**ASSIGNMENT 1**
In the New South Wales bill excerpt, what did the bill make an offense?
**ASSIGNMENT 2**
Retype the New South Wales bill excerpt from "Among the concerns" to "status an offence." word for word.

**TEXT EXCERPT**
The opposition attorney general, Alister Henskens, held a news conference with religious figures and community members opposed to the reforms earlier in the week.

Among the concerns he raised was about the “impact upon the privacy of women’s spaces”.

“It’s moving too far and it’s moving too quickly,” he said.

But the attorney general, Michael Daley, said the opposition was misrepresenting the package.

The bill also repealed offences for living off the earnings of a sex worker and made threatening to “out” a person’s LGBTIQA+ status an offence.

4 thoughts on “New South Wales parliament passes bill to strengthen LGBTQ+ rights

  1. It’s a shame that that one of the two major political parties in NSW (and Australia) still opposes trans rights.
    When legislation legalising gender self identification was passed in Aotearoa in 2021, it was passed unanimously – not even one abstention. At that time there were 6 political parties in Parliament including those on the left, right, centrist, populist, indigenous and libertarian.

    One point I need to emphasise is that at that time there were equal numbers of men and women in parliament. Approximately 12% of the members of parliament were LGBTQIA+. It’s very apparent that progress on human rights, be they gender rights, LGBTQIA+ rights indigenous rights, and in fact right for any minority group progress further and faster when all they are well represented in the legislature and their voices heard.

    Liked by 2 people

    1. Hi Barry. Another reason to like NSW. Inclusion and equality seem to be a high priority there. Treating people decently and kindly seems to be something your society believes in. Any chance if tRump wins (against all the polls and enthusiasm) would your country consider letting refugee LGBTQ+ people move there? Just asking because I know two married openly gay men that live in a red state with a maga governor who may need a safe country to move to? Best wishes.

**EXTRACTED MATERIAL**
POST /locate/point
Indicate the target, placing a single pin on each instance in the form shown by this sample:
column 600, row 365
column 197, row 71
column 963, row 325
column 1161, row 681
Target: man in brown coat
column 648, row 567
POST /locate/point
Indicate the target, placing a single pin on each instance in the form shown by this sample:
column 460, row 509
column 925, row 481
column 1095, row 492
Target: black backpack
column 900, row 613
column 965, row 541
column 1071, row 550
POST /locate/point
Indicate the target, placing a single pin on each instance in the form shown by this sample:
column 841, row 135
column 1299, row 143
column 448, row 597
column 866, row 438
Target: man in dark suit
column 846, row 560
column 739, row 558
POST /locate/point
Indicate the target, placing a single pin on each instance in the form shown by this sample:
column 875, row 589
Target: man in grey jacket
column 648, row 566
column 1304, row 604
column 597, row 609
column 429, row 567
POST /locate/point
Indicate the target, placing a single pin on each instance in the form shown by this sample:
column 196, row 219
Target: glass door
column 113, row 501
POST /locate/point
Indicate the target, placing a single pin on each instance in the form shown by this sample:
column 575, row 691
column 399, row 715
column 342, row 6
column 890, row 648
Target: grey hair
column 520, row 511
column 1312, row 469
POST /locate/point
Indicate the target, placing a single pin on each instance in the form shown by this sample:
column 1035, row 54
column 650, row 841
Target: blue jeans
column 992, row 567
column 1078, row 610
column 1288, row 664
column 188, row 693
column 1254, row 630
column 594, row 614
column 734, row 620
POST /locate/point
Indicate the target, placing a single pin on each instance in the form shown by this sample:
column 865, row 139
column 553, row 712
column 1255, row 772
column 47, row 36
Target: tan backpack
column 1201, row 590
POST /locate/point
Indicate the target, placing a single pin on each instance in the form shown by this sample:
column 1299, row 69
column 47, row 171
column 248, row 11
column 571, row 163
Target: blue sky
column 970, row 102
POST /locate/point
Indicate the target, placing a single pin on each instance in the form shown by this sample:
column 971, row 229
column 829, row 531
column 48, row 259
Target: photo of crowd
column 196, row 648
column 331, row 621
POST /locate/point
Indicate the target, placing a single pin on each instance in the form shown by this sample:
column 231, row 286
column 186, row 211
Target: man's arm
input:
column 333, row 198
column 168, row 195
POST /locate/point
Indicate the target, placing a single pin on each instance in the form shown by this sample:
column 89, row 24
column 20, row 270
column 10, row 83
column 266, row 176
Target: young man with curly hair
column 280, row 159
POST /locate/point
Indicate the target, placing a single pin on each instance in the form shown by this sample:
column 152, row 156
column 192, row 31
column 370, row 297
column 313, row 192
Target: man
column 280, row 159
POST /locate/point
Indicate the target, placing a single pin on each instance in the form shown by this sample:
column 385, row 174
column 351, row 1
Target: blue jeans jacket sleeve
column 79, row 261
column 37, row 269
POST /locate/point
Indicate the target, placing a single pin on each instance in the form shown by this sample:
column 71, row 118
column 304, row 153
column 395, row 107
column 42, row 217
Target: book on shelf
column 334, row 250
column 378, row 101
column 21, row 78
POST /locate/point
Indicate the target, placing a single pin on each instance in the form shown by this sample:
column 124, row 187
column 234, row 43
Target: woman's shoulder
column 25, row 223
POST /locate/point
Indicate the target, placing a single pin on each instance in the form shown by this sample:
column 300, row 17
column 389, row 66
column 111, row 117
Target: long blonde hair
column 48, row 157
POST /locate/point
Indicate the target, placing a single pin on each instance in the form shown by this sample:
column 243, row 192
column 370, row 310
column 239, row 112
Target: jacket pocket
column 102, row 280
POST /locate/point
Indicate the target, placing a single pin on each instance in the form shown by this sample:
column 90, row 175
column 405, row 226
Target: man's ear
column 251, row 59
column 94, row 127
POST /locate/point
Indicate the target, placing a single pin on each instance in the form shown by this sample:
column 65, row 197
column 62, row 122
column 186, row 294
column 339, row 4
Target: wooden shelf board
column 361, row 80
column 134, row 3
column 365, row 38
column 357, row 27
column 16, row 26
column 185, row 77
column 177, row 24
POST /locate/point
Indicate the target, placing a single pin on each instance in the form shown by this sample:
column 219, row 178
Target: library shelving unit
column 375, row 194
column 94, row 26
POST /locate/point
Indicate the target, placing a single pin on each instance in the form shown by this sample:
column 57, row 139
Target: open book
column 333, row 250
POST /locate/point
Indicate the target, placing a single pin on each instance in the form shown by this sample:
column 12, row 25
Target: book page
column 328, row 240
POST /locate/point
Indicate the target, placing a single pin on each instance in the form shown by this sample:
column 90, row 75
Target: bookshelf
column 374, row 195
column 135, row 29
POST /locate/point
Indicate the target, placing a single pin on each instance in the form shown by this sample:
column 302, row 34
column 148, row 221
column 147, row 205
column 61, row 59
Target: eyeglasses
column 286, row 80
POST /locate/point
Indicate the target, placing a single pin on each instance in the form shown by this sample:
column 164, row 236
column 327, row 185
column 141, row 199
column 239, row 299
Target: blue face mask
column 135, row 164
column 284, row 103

**EXPECTED OUTPUT 1**
Threatening to "out" a person's LGBTIQA+ status.

**EXPECTED OUTPUT 2**
Among the concerns he raised was about the “impact upon the privacy of women’s spaces”.

“It’s moving too far and it’s moving too quickly,” he said.

But the attorney general, Michael Daley, said the opposition was misrepresenting the package.

The bill also repealed offences for living off the earnings of a sex worker and made threatening to “out” a person’s LGBTIQA+ status an offence.